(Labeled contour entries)
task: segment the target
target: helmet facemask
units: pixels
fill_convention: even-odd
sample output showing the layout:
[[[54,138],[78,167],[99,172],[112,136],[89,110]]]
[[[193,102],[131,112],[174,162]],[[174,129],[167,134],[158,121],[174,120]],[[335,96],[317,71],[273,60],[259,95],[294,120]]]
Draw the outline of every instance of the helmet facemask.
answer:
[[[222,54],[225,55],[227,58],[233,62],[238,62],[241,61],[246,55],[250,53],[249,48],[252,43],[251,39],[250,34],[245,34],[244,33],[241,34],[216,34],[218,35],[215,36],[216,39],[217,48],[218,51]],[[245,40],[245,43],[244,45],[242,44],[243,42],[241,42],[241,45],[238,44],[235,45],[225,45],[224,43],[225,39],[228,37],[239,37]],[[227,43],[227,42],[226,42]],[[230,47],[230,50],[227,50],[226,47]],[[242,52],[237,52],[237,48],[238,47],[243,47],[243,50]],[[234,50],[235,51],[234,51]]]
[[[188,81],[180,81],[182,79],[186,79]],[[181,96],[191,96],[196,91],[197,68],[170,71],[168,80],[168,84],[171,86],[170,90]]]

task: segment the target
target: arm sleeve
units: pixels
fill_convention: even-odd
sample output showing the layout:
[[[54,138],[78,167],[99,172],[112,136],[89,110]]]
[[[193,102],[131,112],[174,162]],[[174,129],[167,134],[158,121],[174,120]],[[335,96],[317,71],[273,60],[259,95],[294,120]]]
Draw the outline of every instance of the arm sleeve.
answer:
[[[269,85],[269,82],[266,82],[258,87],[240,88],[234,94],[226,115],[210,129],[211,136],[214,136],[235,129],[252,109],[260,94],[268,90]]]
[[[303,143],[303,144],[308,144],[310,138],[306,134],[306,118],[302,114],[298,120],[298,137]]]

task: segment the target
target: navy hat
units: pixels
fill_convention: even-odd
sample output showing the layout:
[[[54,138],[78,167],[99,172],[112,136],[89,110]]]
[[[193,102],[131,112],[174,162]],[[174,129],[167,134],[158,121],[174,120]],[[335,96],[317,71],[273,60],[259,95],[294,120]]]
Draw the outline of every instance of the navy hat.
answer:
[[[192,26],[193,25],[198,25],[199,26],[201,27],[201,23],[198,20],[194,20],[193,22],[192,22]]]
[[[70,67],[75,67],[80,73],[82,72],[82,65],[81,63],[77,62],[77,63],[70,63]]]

▸ What you should do
Pull out each line of the listing that contains the string "sleeve", matching case exactly.

▸ Reply
target: arm sleeve
Draw the outline of every instance of the arm sleeve.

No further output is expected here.